### ENTRIES SHOWN
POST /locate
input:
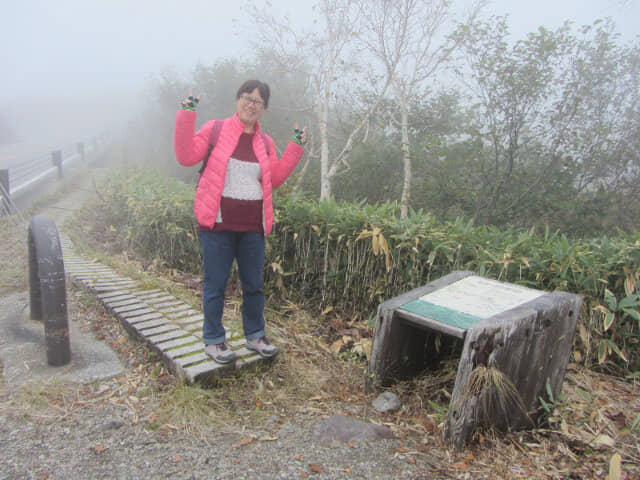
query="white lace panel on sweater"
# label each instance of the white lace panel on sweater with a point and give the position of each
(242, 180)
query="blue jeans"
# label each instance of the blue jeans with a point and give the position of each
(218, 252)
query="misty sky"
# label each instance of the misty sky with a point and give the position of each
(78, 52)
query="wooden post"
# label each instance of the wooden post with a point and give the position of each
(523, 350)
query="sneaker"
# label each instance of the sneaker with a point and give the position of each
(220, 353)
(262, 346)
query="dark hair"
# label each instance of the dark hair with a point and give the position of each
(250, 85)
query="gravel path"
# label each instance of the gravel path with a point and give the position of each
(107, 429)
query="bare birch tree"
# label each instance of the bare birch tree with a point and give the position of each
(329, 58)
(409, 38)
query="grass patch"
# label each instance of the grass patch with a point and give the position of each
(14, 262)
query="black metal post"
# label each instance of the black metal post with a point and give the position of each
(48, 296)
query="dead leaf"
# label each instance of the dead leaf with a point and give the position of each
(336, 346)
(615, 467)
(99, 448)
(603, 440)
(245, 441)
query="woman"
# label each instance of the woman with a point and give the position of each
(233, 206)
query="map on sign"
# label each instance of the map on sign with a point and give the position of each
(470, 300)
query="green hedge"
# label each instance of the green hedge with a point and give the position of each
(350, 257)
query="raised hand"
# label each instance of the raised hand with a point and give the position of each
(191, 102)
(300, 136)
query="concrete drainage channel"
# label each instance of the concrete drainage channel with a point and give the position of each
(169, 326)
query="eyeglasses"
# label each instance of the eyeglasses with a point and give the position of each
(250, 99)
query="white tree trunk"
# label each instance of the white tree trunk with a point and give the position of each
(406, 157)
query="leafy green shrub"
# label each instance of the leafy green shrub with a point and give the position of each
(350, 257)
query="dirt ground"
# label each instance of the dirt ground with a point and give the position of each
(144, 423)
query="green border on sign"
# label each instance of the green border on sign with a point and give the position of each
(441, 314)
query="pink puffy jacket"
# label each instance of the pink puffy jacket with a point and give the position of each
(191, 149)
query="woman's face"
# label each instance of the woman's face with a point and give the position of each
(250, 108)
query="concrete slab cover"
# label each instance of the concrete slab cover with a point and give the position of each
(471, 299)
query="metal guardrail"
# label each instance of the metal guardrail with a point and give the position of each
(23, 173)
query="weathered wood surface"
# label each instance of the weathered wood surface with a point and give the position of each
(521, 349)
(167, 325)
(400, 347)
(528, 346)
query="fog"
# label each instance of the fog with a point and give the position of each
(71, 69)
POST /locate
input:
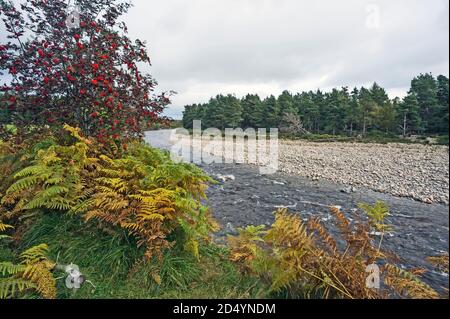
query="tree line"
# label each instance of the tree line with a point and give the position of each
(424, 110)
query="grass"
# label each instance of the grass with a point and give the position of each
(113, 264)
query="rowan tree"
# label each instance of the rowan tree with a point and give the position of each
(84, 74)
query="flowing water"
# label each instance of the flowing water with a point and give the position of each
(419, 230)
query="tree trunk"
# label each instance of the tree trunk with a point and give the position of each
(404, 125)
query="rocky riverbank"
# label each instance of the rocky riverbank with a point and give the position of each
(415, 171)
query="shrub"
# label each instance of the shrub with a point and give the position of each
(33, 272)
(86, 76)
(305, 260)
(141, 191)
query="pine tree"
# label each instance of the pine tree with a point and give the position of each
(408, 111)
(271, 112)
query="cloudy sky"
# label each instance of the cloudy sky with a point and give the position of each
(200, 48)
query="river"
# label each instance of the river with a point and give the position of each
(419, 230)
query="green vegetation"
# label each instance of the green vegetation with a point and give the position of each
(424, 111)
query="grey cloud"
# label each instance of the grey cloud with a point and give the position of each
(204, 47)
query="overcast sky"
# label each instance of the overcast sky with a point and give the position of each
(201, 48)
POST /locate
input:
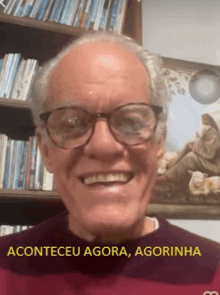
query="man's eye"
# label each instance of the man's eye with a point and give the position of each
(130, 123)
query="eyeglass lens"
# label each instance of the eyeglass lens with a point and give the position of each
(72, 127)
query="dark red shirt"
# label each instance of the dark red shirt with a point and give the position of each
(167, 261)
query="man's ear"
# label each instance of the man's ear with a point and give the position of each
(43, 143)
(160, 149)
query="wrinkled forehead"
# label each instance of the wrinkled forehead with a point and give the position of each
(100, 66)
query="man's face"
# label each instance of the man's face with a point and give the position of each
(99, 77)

### WHAT YOU SHOULD DO
Output every entry word for word, but omit the pictures.

### FULL SOLUTION
POST /locate
input:
query="white lace panel on sweater"
# label each instance of the white lace panel on sweater with a point and give the position of each
(242, 180)
query="blue jeans"
# label each instance of the blue jeans with a point and give the position of each
(218, 252)
query="misty sky"
# label each instance of the misty sky with a point and give the position of each
(78, 52)
query="wooden post"
# label each instance of the wooden post with a point and give the position of each
(523, 350)
query="sneaker"
# label each instance of the sneaker with a point and give the position of each
(220, 353)
(262, 346)
query="dark hair"
# label each instance of the dark hair with a point and give the position of each
(250, 85)
query="gravel path"
# label each instance of the gravel path with a point and give the position of each
(107, 429)
query="bare birch tree"
# label each instance of the bare birch tree with a point and give the position of each
(329, 58)
(409, 38)
query="grass patch"
# label each instance of the grass patch with a point and give the position of each
(14, 262)
query="black metal post"
# label each instance of the black metal post with a point and give the position of each
(48, 296)
query="dead leaf"
# label each instance of the dead leaf with a point and give the position of each
(336, 346)
(615, 467)
(99, 448)
(603, 440)
(245, 441)
query="woman"
# label each instance of the woman with a point and give the position of each
(233, 206)
query="map on sign"
# label each instance of the map on sign with a point and give the position of each
(470, 300)
query="green hedge"
# label each instance of the green hedge with a point and give the position of each
(350, 257)
query="raised hand"
# label each instance of the raised hand with a point and give the position of each
(191, 102)
(300, 136)
query="concrete drainage channel"
# label each instance of the concrete drainage channel with a point and give the position of each
(169, 326)
query="eyeglasses"
# label each instance of the eyeglasses with a point and give the position of each
(250, 99)
query="white tree trunk"
# label each instance of the white tree trunk with a point and give the position of each
(406, 157)
query="leafy green shrub"
# label each instance of the leafy green shrub with a point and give the position of each
(350, 257)
query="dirt ground"
# label each instance of the dirt ground with a point and give the position of each
(144, 423)
query="green border on sign"
# label each instance of the green border on sign with a point and give the position of each
(441, 314)
query="pink puffy jacket"
# label each instance of the pink puffy jacket with a point and give the position of each
(191, 149)
query="woman's face"
# label each instance of the woman's face with a point and give the position of each
(250, 108)
query="concrete slab cover"
# label each instance of the concrete slab cover with a point and give the position of each
(471, 299)
query="metal guardrail"
# label each instance of the metal guardrail with a point and give the position of each
(23, 173)
query="weathered wood surface"
# label each instance of the weathered wood surface with a point and give the position of each
(521, 349)
(167, 325)
(400, 347)
(528, 346)
query="fog"
# label each instance of the fog with a point and give the position of each
(71, 69)
POST /locate
input:
query="tree line"
# label each instance of the tree line with a point and give the position of each
(424, 110)
query="grass"
# label each instance of the grass with a point and give the position of each
(113, 264)
query="rowan tree"
# label each instance of the rowan tree with a point and give the position of each
(84, 74)
query="flowing water"
# label each instance of the flowing water with a point and give the position of each
(419, 230)
query="tree trunk"
# label each instance of the tree trunk with a point and give the position of each
(404, 125)
query="rocky riverbank"
# label each instance of the rocky riverbank with a point and give the position of each
(415, 171)
query="shrub"
# label each instance of the shrub with a point and give the position of each
(33, 272)
(86, 76)
(305, 260)
(141, 191)
query="pine tree"
# label each instance of the pine tree with a point and give the position of each
(408, 111)
(271, 112)
query="cloudy sky"
# label each instance of the cloudy sky with a point and give the position of each
(200, 48)
query="river"
# label each instance of the river with a point and give the position of each
(419, 230)
query="green vegetation"
# label each instance of the green vegetation with a point and give the position of each
(424, 111)
query="grey cloud"
# label each instance of the grey cloud with a point and give the position of each
(204, 47)
query="overcast sky"
# label each instance of the overcast sky with a point and give the position of each
(201, 48)
POST /locate
input:
query="man's eye"
# label each instance of the man's eye with a point and give the position of each
(130, 123)
query="eyeglass lens"
# label each instance of the eyeglass lens with a point and give the position of each
(72, 127)
query="dark red shirt"
# label each instance of the dark red shirt with a point and give the position of each
(167, 261)
query="man's ear"
# label each instance of the man's ear with a point and give the position of each
(43, 143)
(160, 149)
query="wrinkled forehead"
# label each instance of the wrinkled forehead with a point and give the position of each
(100, 66)
query="man's face"
# label each instance of the man's face with a point and give the position of each
(99, 77)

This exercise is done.